----- EXERCISE DATA -----
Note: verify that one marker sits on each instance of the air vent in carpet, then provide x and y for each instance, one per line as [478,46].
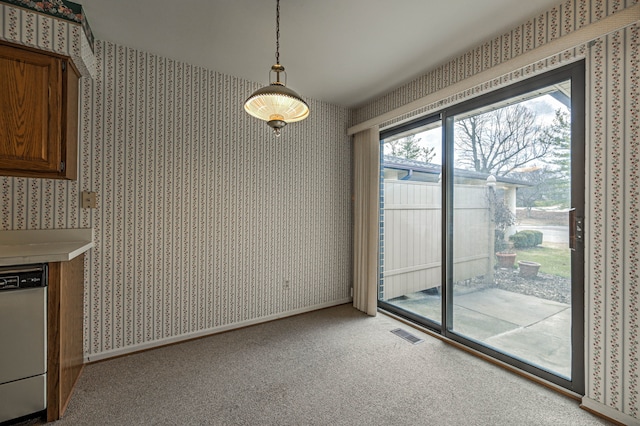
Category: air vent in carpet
[407,336]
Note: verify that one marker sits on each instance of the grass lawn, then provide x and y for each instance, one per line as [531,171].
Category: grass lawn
[552,260]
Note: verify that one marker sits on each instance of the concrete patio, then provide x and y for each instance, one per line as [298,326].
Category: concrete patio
[526,327]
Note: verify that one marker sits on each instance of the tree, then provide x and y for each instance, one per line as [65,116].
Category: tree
[559,180]
[409,147]
[500,141]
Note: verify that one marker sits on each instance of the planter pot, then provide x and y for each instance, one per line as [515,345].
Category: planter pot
[506,260]
[528,269]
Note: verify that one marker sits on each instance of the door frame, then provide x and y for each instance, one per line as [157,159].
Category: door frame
[576,72]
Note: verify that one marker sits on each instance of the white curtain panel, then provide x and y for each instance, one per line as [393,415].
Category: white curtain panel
[366,153]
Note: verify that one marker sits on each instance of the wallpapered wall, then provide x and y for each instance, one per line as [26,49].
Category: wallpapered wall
[613,176]
[205,220]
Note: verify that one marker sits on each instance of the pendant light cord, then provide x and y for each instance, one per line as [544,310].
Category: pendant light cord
[278,32]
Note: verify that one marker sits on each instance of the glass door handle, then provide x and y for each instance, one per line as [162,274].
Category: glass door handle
[576,229]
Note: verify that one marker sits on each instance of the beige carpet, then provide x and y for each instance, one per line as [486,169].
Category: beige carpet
[330,367]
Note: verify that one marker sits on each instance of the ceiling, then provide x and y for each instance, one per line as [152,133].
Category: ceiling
[343,52]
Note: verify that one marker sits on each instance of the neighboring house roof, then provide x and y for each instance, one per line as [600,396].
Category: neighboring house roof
[418,171]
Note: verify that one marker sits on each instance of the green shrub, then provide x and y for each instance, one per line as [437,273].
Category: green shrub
[526,238]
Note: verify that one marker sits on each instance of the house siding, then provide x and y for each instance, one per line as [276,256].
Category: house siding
[612,299]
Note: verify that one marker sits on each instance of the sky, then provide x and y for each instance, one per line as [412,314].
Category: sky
[544,106]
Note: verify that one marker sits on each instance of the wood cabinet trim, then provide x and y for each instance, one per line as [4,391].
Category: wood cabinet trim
[56,147]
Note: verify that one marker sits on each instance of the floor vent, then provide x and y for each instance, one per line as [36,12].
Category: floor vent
[407,336]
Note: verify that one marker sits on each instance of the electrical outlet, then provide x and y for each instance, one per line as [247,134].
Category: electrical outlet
[89,200]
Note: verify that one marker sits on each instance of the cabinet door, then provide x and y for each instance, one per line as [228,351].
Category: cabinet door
[30,111]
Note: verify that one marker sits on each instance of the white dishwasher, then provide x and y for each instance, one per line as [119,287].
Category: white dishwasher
[23,340]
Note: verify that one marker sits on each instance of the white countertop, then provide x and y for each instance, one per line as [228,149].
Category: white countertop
[43,245]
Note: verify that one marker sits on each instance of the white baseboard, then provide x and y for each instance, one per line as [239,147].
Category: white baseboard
[611,413]
[207,332]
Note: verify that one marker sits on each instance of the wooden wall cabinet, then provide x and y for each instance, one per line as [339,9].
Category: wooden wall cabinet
[65,357]
[38,114]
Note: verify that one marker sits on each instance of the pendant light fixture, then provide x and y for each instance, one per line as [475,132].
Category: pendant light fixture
[277,104]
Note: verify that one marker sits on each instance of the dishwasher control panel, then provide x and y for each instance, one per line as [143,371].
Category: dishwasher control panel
[23,276]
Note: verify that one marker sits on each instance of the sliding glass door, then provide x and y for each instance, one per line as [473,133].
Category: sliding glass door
[504,182]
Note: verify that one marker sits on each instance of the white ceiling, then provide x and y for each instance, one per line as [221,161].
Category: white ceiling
[344,52]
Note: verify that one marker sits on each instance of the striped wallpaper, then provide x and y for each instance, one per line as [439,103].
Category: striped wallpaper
[612,276]
[205,220]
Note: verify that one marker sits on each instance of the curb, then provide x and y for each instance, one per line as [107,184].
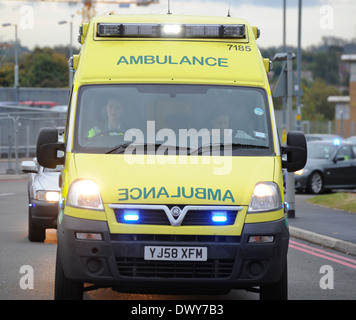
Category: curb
[22,176]
[329,242]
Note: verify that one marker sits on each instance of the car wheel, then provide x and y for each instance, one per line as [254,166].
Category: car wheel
[64,288]
[315,183]
[35,232]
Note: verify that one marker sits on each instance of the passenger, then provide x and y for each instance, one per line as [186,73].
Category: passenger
[115,111]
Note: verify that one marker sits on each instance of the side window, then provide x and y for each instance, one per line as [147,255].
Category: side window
[67,118]
[344,152]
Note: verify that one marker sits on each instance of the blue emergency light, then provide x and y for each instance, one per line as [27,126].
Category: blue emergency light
[131,215]
[219,216]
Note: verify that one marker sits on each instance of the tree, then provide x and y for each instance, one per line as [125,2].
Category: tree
[44,68]
[314,99]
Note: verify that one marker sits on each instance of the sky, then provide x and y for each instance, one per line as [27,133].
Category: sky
[38,21]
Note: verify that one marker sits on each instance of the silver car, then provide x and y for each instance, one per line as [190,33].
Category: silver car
[43,197]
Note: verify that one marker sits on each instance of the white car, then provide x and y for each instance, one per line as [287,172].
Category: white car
[43,197]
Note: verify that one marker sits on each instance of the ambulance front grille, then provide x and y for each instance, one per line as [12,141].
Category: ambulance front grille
[162,215]
[137,267]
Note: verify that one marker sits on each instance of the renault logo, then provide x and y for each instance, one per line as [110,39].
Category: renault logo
[175,211]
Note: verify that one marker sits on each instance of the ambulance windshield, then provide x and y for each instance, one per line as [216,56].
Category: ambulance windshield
[172,119]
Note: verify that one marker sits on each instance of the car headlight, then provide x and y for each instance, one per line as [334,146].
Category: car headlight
[50,196]
[85,194]
[265,197]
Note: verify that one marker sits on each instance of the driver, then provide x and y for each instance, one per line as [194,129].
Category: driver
[115,111]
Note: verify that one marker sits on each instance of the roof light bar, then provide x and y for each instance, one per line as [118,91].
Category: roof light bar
[170,30]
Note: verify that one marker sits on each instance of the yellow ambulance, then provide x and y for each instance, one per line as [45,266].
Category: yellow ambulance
[172,166]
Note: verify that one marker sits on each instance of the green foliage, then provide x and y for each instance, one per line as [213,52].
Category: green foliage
[314,99]
[41,68]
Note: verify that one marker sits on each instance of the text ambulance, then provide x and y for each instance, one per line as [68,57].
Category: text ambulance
[172,176]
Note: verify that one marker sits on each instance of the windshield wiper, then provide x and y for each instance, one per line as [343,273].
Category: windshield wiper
[207,147]
[122,147]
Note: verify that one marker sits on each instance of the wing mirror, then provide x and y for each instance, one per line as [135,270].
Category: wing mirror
[295,151]
[50,152]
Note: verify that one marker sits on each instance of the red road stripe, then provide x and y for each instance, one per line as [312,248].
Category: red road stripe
[324,256]
[323,251]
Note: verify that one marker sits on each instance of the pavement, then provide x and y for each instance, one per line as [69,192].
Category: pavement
[331,228]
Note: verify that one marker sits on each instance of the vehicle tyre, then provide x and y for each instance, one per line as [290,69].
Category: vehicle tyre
[278,290]
[35,232]
[315,183]
[64,288]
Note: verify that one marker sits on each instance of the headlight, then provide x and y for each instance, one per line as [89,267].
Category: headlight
[84,194]
[50,196]
[265,197]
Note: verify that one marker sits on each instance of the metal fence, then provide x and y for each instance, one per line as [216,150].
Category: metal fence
[19,128]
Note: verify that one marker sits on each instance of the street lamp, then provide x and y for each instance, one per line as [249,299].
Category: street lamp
[70,47]
[16,73]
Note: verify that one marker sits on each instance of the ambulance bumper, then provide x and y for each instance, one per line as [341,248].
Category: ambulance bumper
[117,261]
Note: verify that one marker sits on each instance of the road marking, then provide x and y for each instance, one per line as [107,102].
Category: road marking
[351,263]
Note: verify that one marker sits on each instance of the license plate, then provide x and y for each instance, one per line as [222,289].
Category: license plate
[176,253]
-----
→ TASK PROMPT
Only the lines above from the line containing "Category: neighboring house roof" through the line containing "line as [143,371]." should be retyped, exactly and with both ends included.

→ COMPLETED TASK
Category: neighboring house roof
[418,171]
Note: verify that one marker sits on each instance of the green shrub, then provide x and y for each instance, one per line as [437,273].
Category: green shrub
[526,238]
Note: verify that one marker sits on each instance of the house siding, then provide x and y for each instance, one per line as [276,256].
Category: house siding
[612,299]
Note: verify that one marker sits on each instance of the sky, then provide x and y for each instance, one per line as [412,314].
Category: sky
[544,106]
Note: verify that one marker sits on each instance of the wood cabinet trim, then provide x and y for each instance, one per line as [4,391].
Category: wood cabinet trim
[56,147]
Note: verify that one marker sits on each instance of the floor vent, then provide x and y for each instance, one per line as [36,12].
Category: floor vent
[407,336]
Note: verify that one marker sits on each instance of the electrical outlet, then provide x and y for each instance, one per line as [247,134].
Category: electrical outlet
[89,200]
Note: verify that one marker sits on each instance of the cabinet door, then provide x and y for each instance, one per line as [228,351].
Category: cabinet door
[30,111]
Note: verify that one marker sits on each instance of the white dishwasher, then provide x and y for each instance, one per line as [119,287].
Category: white dishwasher
[23,340]
Note: verify that one marker sits on each instance of the white countertop, then provide x and y for each instance, one per line as [228,149].
Category: white countertop
[43,245]
Note: verify that one marker sits on each instance of the white baseboard, then provide x and y for each instance, one per line as [239,147].
Category: white baseboard
[611,413]
[207,332]
Note: verify that one marker sits on each instance of the wooden wall cabinet, then provide x and y for each instance, one per line as [339,9].
Category: wooden wall cabinet
[65,357]
[38,114]
Note: verify that one marker sits on each instance of the pendant light fixture, then provide x and y for each instance, one per line as [475,132].
Category: pendant light fixture
[277,104]
Note: verify that one marker sits on each instance of the dishwasher control panel, then provide x and y for each instance, one per line as [143,371].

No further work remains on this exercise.